**INSTRUÇÃO 1**
Indique se cada uma das afirmações (a), (b) e (c) está de acordo com o trecho selecionado, respondendo sim ou não e citando textualmente as palavras do trecho que o determinam. (a) A decisão recorrida foi confirmada. (b) A votação foi feita por maioria. (c) Quanto aos factos essenciais nucleares, o princípio do dispositivo mantém-se integralmente.

**TRECHO SELECIONADO**
Data do Acordão: 01/15/2019
Votação: UNANIMIDADE
Tribunal Recurso: TRIBUNAL JUDICIAL DA COMARCA DE LEIRIA - C.RAINHA - JL CÍVEL - JUIZ 2 
Texto Integral: S
Meio Processual: APELAÇÃO
Decisão: CONFIRMADA
Legislação Nacional: ARTS.3, 5, 640 CPC, 29 LUCH
Sumário: 1. - Ao abrigo do disposto no art.º 5.º, n.º 2, do NCPCiv., na sentença podem ter assento factos não alegados que, embora ainda essenciais, não são os nucleares, mas antes complemento ou concretização dos alegados, desde que resultem da instrução da causa e sobre eles tenha havido a possibilidade de as partes se pronunciarem, mesmo que nenhuma delas manifeste vontade de os aproveitar.

2. - Só está, pois, afastada a intervenção oficiosa do tribunal, neste âmbito, quanto aos factos essenciais nucleares/principais – os que constituem a causa de pedir ou que fundam as exceções deduzidas –, continuando aí a manter-se integralmente o princípio do dispositivo.

3. - Já quanto aos demais – factos instrumentais (os substantivamente indiferentes), factos essenciais complementares (os que têm papel completador dos nucleares) ou concretizadores (com função de pormenorizar ou decompor os nucleares) dos alegados –, podendo, mesmo sem alegação, ser atendidos na sentença, ocorre restrição ao princípio do dispositivo, no escopo da obtenção de soluções de justiça material.

4. - Se foi essencial para formação da convicção do Tribunal quanto à decisão da matéria de facto um elemento de prova gravada que se mostra inaudível/impercetível – tendo o impugnante perdido o recurso em que invocava a invalidade decorrente dessa inaudibilidade/deficiência da gravação –, impedindo o Tribunal de recurso de aceder a esse decisivo elemento de prova, inviabilizada fica a apreciação da impugnação da decisão de facto.

**MATERIAL DO EXERCÍCIO**

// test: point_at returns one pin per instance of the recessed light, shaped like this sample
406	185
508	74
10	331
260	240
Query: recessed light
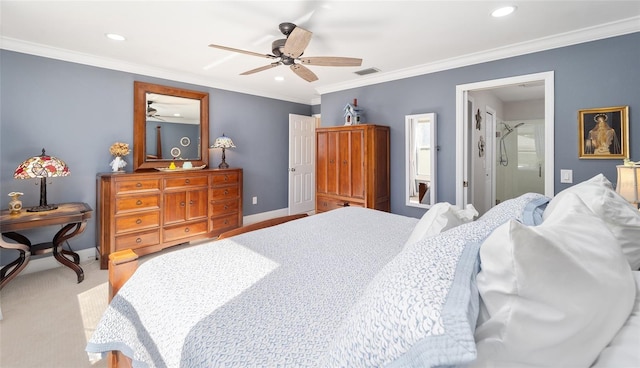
115	37
504	11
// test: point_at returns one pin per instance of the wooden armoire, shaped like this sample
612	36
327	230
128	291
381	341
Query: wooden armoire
352	167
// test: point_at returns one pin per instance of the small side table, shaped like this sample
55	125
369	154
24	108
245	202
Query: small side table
73	216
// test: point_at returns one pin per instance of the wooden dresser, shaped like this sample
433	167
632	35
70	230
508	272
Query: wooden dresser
150	211
352	167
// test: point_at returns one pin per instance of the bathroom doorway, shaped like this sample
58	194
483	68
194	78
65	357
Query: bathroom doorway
479	181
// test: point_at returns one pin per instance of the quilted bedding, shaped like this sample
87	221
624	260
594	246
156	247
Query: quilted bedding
316	292
270	297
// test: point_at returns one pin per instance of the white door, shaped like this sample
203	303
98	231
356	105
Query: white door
302	158
546	168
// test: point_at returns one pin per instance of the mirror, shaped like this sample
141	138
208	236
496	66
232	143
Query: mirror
421	152
169	124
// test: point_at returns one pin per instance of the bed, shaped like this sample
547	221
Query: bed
533	282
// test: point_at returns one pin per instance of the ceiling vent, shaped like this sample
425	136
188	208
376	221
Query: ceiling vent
367	71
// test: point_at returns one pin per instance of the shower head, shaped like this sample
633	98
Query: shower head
510	129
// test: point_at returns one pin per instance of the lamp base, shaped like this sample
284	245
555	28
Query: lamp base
50	207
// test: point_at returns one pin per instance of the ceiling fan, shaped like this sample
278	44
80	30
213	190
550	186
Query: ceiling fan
289	50
151	111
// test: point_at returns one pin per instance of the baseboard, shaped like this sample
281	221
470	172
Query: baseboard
47	262
252	219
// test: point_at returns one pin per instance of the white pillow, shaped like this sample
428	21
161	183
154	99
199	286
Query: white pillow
622	219
555	294
440	217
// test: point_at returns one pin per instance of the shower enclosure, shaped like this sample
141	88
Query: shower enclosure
519	158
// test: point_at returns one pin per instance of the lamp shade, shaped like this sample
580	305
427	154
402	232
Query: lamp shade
223	142
628	180
42	167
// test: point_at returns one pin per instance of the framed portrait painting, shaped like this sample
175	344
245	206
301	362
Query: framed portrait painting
604	133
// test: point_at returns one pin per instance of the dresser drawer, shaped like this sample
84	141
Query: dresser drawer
139	240
184	231
225	179
137	222
225	206
137	203
329	203
127	186
224	222
224	193
186	182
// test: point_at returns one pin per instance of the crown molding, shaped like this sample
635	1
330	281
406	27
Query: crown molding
31	48
613	29
618	28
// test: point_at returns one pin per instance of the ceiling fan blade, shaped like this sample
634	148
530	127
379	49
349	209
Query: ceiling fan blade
272	65
331	61
304	72
243	51
297	41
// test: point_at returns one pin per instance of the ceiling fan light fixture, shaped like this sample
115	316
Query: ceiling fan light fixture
503	11
115	37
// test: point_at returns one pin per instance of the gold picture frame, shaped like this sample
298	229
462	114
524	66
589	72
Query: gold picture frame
604	133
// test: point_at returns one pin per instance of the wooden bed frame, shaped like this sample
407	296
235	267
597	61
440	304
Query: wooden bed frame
123	264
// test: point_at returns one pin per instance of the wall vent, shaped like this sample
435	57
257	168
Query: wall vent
367	71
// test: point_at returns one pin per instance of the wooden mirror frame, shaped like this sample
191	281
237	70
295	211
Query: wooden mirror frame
413	189
140	90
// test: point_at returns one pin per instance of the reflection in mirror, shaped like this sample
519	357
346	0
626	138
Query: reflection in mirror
169	124
421	152
172	121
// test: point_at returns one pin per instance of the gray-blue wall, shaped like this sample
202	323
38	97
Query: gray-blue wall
76	112
595	74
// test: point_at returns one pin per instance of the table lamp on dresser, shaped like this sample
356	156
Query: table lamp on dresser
628	182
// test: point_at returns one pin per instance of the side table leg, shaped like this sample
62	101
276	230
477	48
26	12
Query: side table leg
66	233
15	267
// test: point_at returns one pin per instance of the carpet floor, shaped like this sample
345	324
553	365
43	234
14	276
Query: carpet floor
47	317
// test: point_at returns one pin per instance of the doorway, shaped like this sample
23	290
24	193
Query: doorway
302	158
468	179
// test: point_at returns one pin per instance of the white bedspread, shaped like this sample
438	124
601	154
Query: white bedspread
266	298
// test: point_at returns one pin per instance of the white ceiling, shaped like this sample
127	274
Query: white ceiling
168	39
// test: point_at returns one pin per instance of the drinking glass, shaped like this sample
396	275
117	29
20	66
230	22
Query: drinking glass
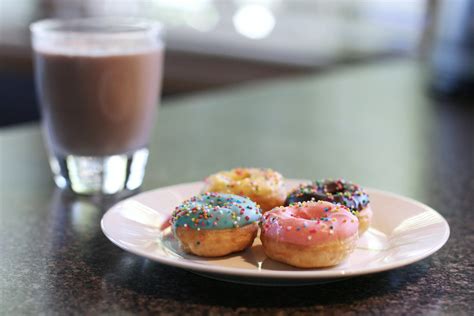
98	82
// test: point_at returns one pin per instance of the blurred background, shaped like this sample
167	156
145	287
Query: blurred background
216	43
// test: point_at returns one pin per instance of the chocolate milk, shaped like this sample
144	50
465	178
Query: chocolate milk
98	104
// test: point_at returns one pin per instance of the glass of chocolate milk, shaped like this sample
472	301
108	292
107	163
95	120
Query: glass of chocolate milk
98	82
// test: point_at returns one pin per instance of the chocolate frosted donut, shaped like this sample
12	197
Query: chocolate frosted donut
339	192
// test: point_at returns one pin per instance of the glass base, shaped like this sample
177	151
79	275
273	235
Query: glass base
100	175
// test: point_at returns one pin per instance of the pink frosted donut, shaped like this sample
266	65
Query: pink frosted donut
309	234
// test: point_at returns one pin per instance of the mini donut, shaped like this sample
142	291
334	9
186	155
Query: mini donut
215	224
340	192
263	186
309	234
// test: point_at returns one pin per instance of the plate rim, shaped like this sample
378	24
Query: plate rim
277	274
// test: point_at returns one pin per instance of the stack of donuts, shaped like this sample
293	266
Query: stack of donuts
313	226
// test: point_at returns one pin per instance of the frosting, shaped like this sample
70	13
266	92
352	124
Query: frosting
339	191
310	223
245	181
215	211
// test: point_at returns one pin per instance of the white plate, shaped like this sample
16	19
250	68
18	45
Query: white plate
403	231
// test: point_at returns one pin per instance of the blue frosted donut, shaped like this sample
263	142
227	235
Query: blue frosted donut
214	211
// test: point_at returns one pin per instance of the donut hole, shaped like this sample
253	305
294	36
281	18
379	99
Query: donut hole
240	174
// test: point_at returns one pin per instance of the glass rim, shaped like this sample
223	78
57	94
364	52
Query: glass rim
126	27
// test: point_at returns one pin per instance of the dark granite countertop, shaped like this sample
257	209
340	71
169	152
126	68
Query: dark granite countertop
55	259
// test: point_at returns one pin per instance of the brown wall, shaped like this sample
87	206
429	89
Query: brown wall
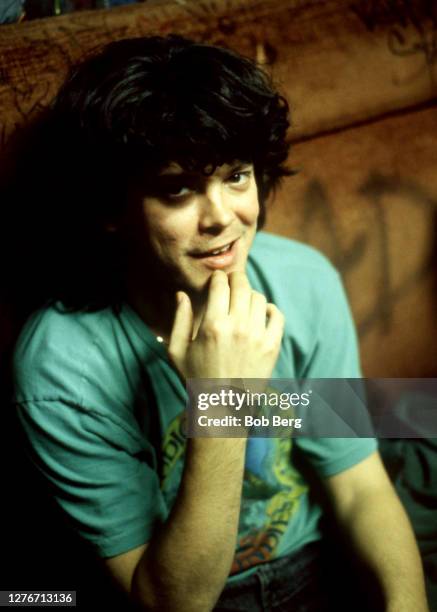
362	82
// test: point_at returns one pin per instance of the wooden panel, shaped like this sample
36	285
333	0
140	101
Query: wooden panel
338	61
367	197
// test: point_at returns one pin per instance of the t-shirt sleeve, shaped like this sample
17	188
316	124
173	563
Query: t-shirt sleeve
335	355
110	493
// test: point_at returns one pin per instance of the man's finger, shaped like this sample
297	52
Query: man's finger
241	294
182	329
275	322
217	305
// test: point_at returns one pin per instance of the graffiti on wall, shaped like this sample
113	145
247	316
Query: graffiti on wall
319	209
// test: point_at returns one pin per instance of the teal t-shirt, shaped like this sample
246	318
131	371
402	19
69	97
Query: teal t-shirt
101	408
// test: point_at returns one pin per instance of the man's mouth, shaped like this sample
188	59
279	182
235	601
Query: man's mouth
220	258
213	252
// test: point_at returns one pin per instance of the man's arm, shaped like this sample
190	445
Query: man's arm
373	520
187	561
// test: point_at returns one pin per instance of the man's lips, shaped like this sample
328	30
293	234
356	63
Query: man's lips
209	252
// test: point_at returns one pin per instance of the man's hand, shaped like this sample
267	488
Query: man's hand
239	336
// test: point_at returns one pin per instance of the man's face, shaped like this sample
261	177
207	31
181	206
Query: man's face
189	217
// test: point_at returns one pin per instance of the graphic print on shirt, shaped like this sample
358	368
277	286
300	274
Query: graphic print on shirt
272	489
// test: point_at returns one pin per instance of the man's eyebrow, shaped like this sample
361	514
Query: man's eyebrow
180	173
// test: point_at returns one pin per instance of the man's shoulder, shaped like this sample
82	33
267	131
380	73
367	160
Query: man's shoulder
55	349
283	261
273	250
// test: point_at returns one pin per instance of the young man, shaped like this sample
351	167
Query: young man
151	270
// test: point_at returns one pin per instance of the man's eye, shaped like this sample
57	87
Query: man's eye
178	192
239	178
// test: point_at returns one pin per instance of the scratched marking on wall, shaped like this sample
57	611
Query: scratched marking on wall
319	208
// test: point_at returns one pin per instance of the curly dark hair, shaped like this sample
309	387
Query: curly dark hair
121	116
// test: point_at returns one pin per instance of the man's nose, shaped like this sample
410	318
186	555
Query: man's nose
216	209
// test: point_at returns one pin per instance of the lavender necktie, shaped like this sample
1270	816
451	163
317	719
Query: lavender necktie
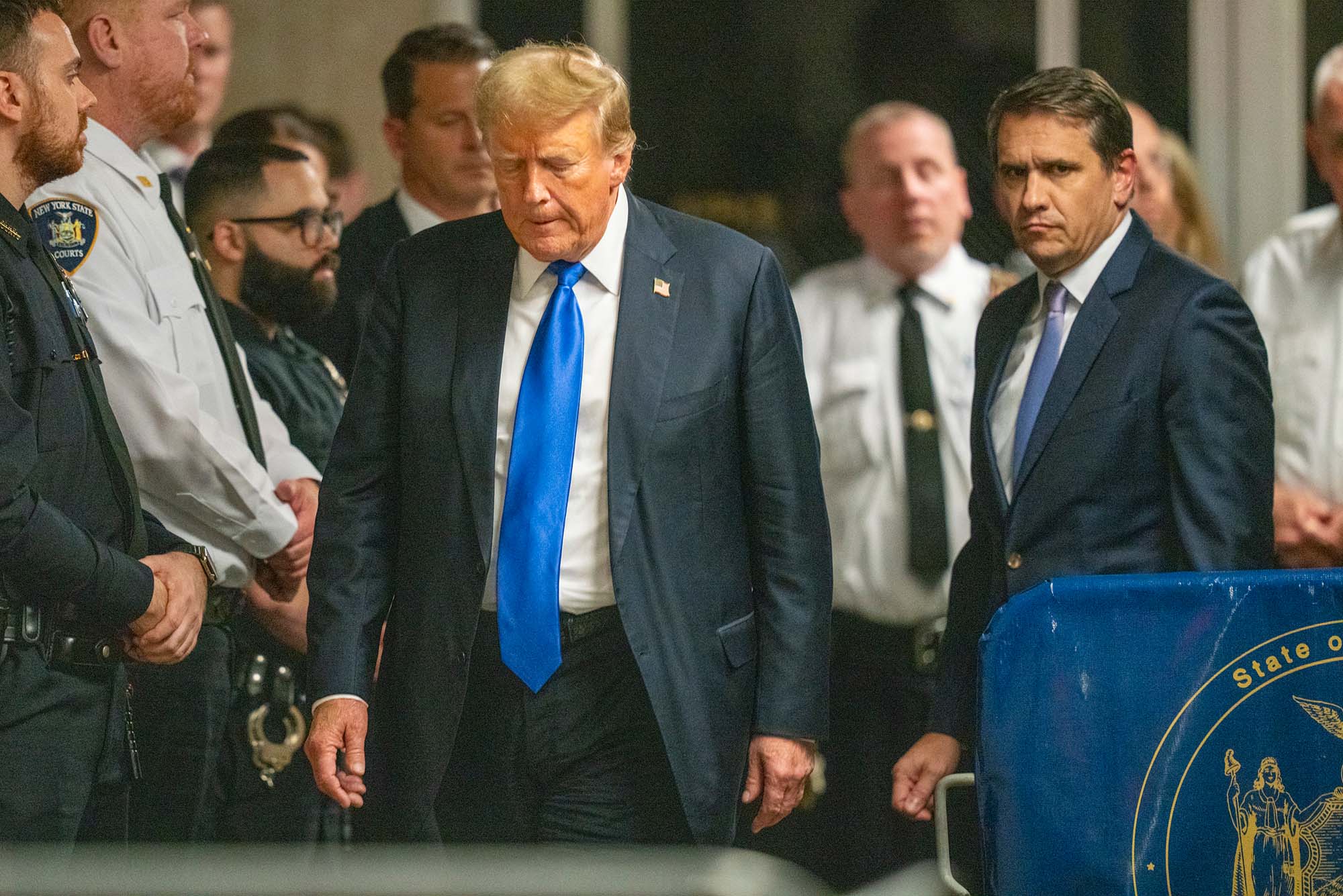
1041	372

**INSTRUÇÃO 2**
Extraia da listagem todas as linhas que contêm a palavra "baseboard".

**RESPOSTA COMENTADA 1**
(a) Sim: "Decisão: CONFIRMADA".
(b) Não: "Votação: UNANIMIDADE".
(c) Sim: "continuando aí a manter-se integralmente o princípio do dispositivo".

**RESPOSTA COMENTADA 2**
// test: point_at returns one pin per instance of the baseboard, shaped like this sample
Query: baseboard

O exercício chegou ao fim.